*** Exercise input

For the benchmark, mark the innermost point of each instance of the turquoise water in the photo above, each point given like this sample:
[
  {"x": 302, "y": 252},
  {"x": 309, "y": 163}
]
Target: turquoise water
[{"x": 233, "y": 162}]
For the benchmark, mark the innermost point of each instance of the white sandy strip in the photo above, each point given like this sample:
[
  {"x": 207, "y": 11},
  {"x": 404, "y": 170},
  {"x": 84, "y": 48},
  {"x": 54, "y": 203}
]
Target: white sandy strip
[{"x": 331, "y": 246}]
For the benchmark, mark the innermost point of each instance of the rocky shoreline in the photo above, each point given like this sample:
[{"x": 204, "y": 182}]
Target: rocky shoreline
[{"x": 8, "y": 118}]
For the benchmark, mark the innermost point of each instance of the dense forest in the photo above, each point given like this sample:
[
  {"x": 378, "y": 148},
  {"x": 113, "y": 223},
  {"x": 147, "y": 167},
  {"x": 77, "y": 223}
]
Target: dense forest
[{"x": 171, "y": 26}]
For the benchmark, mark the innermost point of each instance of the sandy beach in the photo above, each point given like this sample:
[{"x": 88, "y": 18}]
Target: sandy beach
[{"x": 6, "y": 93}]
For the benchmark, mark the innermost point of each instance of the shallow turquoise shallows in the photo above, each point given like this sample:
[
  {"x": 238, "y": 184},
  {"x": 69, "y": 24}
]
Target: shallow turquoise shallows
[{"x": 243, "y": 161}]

******
*** Exercise input

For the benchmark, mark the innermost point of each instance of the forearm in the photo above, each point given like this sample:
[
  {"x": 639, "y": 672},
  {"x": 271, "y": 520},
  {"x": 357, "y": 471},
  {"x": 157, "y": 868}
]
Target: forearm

******
*** Exercise input

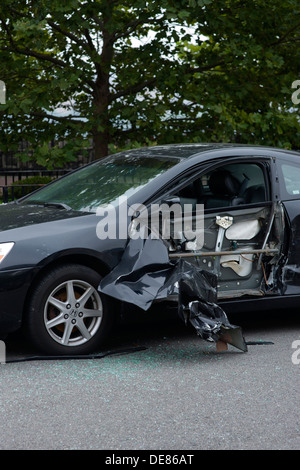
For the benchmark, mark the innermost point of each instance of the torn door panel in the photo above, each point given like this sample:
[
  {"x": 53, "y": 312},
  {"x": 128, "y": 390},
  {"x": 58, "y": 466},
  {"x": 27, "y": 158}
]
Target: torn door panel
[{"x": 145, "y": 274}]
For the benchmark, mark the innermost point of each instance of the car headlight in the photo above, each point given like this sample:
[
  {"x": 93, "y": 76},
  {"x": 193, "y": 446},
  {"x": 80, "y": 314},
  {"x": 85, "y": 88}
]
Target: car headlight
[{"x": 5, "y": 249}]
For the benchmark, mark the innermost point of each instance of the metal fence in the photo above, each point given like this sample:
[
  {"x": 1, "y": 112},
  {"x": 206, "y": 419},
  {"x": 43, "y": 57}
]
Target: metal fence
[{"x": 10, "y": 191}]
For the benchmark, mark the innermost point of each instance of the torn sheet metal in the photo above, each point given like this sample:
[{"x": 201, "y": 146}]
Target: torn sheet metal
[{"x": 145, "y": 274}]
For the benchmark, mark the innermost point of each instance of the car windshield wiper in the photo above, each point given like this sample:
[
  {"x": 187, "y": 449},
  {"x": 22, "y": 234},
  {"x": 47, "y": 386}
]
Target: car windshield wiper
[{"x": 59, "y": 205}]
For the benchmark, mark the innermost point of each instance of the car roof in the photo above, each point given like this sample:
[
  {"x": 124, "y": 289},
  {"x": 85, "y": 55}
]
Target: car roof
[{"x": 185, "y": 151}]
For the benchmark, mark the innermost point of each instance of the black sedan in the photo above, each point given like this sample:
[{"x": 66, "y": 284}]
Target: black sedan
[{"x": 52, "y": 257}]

******

- Exercise brief -
Revise the items from the line with "of the forearm" to the line with "Target: forearm", changing "innermost point" to "center point" and leaving everything else as it is. Return only those lines.

- Solution -
For the benchmark, mark the center point of each instance of the forearm in the photo above, each point given like this sample:
[
  {"x": 639, "y": 672},
  {"x": 271, "y": 520},
  {"x": 357, "y": 471},
  {"x": 157, "y": 868}
]
Target: forearm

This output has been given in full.